DOCUMENT SEGMENT ▸
* Start *

Geoengineering the Climate

Cross-posted from NextGen Journal

Climate change would be a whole lot easier to fix if we could immediately see the results of our actions. First of all, we would have recognized the reality of the problem long ago, before very much harm was done. And even if we initially stalled on fixing the problem, we could throw all our weight into reducing greenhouse gases as soon as the floods and droughts and rising sea levels became too much, and stop the warming overnight.

This kind of fantasy scenario is like riding a bike. As soon as you jerk the handlebars to avoid running off the road, the bike responds. The only lag between your recognition of a problem and the subsequent resolution of that problem is your reaction time.

However, the climate system works more like a ship. Remember in the movie Titanic, when the crew first saw the iceberg, and cranked the wheel all the way to the right so they could go around it? The ship didn’t turn immediately. She kept going straight for a while before she responded. Unfortunately, she didn’t respond early enough to miss the iceberg, and you know what happened next.

The climate is very similar. There is a lag time between when we emit carbon dioxide from the burning of fossil fuels and when we see the effects of the subsequent warming. A lot of this has to do with the oceans, which store massive amounts of heat and slowly release it to the atmosphere. The warming we are seeing today is from fossil fuel emissions in decades past, and the actions we take today will not show up until decades in the future. Even if we bring global greenhouse gas emissions down to zero tomorrow, the world will continue to warm.

Because CO2 emissions continue to rise year by year, and because governments have had little to no success addressing this problem, some scientists are beginning to think that we won’t be able to stop climate change in time. Another unfortunate aspect of the climate system is its non-linearity – there are hidden thresholds and “tipping points” which, if crossed, could trigger feedbacks that cause global warming to spin out of our control. The scientific community thinks that, once the world has warmed about 2 C from pre-industrial times, these tipping points and feedbacks will start to kick in. We have already warmed 0.8 C, and at least another 0.5 C is in the pipeline, even if we were to cut off all emissions tomorrow. You do the math. There’s not a lot of wiggle room, especially given the increasingly low chances of climate legislation being passed by the world’s governments.

So what happens if we’ve gone too far? Do we have no choice but to sit back and watch all hell break loose? In fact, there are other choices, but they could easily come with unexpected side effects that make our situation worse. Techniques known as “geoengineering”, in which radical technologies offset our influences on the earth’s climate, fall into two categories:

1) Counteracting the warming. Greenhouse gases such as carbon dioxide trap heat and cause the Earth to warm up, so we could introduce technologies that have a cooling effect on the Earth. By increasing the planet’s albedo (reflectivity), more of the Sun’s rays will bounce right off the Earth’s surface without being absorbed.

One way this could be achieved would be to inject massive amounts of sulfate particles into the stratosphere, blocking sunlight just like a volcanic eruption. However, this could have detrimental effects on the ozone layer, especially around the polar regions. We could end up trading the damaging effects of a warming climate for the damaging effects of too much UV radiation, a problem that we’ve already spent considerable time and energy addressing.

* End *

REQUIREMENTS ▸ List every temperature figure in degrees Celsius that the geoengineering article gives. Rely solely on the geoengineering article for what follows.

GIVEN DATA ▸
* Start *

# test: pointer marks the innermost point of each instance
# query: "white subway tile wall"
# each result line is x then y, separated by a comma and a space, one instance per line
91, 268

* End *

RESULT ▸ 2 C, 0.8 C, 0.5 C